• Exercice
Convertis toutes les lignes ci-dessous en un CSV à deux colonnes, « texte » et « reponse », avec une ligne par texte suivi de sa réponse, chaque champ entre guillemets et les sauts de ligne remplacés par des espaces. Ne mets pas les images dans le résultat.

• Documents fournis
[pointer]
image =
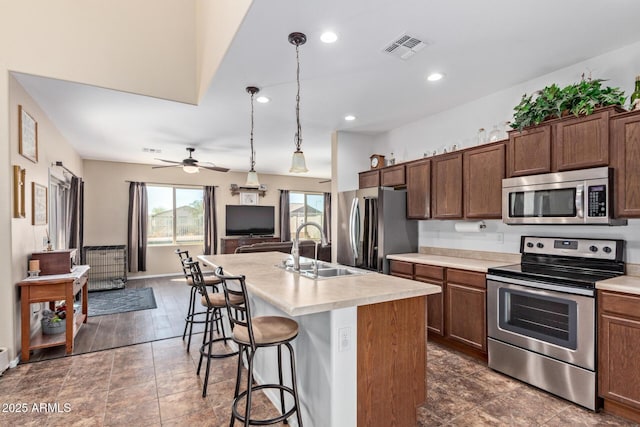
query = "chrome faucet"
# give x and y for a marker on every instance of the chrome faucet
(295, 247)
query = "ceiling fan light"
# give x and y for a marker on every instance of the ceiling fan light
(190, 169)
(252, 179)
(298, 164)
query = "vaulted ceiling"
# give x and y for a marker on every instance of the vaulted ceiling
(481, 46)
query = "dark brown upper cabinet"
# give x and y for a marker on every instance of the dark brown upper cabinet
(484, 169)
(418, 178)
(446, 188)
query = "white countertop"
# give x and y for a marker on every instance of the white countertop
(298, 295)
(471, 264)
(627, 284)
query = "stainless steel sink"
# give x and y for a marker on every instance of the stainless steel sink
(326, 270)
(325, 273)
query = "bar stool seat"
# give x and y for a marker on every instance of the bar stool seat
(251, 334)
(214, 302)
(267, 330)
(209, 280)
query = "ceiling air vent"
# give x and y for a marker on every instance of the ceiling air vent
(404, 47)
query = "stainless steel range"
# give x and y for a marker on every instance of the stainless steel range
(541, 314)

• Résultat obtenu
texte,reponse
"[pointer] image = query = ""chrome faucet"" # give x and y for a marker on every instance of the chrome faucet","(295, 247)"
"query = ""ceiling fan light"" # give x and y for a marker on every instance of the ceiling fan light","(190, 169) (252, 179) (298, 164)"
"query = ""vaulted ceiling"" # give x and y for a marker on every instance of the vaulted ceiling","(481, 46)"
"query = ""dark brown upper cabinet"" # give x and y for a marker on every instance of the dark brown upper cabinet","(484, 169) (418, 178) (446, 188)"
"query = ""white countertop"" # give x and y for a marker on every instance of the white countertop","(298, 295) (471, 264) (627, 284)"
"query = ""stainless steel sink"" # give x and y for a marker on every instance of the stainless steel sink","(326, 270) (325, 273)"
"query = ""bar stool seat"" # give x and y for a marker on every instance of the bar stool seat","(251, 334) (214, 302) (267, 330) (209, 280)"
"query = ""ceiling air vent"" # give x and y for a marker on every instance of the ceiling air vent","(404, 47)"
"query = ""stainless steel range"" # give x and y for a marker on every instance of the stainless steel range","(541, 314)"